(Data entries)
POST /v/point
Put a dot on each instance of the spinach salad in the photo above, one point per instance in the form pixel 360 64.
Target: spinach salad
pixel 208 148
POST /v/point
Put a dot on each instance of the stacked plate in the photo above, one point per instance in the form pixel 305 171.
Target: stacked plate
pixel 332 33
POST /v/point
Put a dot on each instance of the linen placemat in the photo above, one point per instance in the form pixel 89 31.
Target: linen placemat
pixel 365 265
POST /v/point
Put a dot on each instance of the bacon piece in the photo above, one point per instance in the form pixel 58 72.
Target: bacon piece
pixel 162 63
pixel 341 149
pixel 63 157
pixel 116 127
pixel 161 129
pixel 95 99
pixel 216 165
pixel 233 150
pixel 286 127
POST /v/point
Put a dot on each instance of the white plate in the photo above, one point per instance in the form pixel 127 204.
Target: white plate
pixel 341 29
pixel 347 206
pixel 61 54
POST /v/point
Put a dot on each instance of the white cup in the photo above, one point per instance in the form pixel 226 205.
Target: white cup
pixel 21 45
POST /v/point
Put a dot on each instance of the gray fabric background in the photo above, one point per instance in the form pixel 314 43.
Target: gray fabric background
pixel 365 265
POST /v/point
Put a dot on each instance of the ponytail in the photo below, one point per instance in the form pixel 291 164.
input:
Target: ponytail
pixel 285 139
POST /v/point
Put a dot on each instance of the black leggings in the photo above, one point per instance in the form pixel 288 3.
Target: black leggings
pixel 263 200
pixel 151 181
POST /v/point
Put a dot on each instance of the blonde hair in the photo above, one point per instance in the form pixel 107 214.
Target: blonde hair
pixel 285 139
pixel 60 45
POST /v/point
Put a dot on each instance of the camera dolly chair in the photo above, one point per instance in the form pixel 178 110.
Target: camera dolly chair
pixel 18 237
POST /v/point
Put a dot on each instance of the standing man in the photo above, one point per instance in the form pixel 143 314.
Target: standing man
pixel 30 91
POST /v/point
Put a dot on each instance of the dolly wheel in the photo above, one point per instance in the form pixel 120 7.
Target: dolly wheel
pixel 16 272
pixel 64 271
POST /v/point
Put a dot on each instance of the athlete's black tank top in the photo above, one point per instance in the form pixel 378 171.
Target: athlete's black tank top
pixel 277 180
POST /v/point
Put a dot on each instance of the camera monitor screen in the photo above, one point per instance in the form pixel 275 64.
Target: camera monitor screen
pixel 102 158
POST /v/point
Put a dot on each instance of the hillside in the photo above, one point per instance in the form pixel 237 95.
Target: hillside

...

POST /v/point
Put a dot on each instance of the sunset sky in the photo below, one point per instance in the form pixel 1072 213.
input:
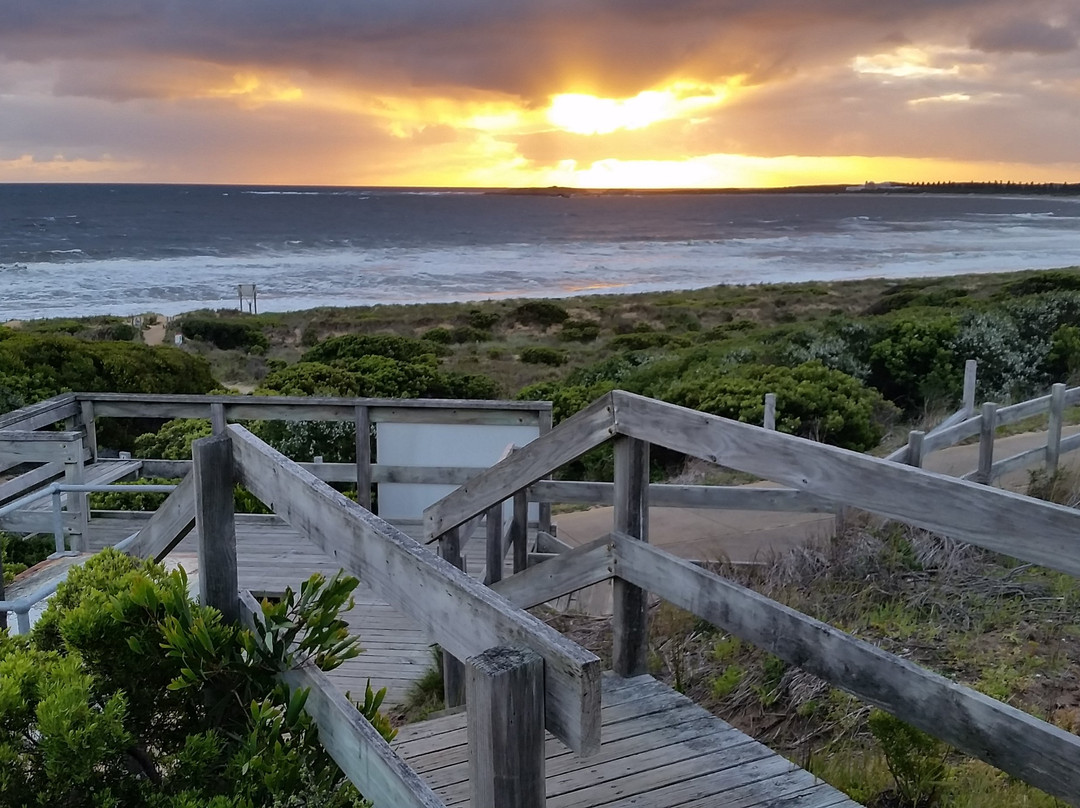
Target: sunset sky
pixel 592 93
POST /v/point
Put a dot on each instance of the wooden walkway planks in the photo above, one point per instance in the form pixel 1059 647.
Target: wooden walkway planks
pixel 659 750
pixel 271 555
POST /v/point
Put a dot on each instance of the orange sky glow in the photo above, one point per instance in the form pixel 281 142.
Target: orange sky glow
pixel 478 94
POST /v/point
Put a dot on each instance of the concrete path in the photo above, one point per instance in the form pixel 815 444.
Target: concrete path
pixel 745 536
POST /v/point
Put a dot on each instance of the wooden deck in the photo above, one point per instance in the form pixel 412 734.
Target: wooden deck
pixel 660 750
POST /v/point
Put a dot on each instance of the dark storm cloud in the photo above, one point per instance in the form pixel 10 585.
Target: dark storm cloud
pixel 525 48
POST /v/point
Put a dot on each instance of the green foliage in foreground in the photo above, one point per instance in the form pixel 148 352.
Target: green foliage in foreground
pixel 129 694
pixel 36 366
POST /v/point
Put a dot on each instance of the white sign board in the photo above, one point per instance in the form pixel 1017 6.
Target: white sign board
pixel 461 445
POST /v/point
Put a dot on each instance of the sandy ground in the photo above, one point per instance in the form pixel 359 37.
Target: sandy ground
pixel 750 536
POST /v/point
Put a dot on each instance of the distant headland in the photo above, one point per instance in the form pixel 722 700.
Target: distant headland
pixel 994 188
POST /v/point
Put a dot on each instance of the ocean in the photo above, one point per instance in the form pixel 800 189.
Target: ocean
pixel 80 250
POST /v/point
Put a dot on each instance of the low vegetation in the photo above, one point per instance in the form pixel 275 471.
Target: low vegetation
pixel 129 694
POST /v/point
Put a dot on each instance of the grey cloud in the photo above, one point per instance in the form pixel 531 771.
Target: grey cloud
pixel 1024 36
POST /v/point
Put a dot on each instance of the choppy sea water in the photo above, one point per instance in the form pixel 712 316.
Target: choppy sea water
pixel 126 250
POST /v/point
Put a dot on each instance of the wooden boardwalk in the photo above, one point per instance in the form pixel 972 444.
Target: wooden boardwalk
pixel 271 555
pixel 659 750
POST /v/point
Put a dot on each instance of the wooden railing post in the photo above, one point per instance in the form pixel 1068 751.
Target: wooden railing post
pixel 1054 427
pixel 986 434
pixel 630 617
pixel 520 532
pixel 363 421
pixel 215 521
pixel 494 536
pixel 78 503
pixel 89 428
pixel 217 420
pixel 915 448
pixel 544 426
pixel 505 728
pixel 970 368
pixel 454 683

WORK REQUIRED:
Every line that holds the word "below" should be copied from the records above.

ANSWER BOX:
Put a dot on each instance of the ponytail in the photo below, one point per instance in the form pixel 291 164.
Put a dot on each instance of the sunset sky in the photo below, one point per instance in the form pixel 1072 213.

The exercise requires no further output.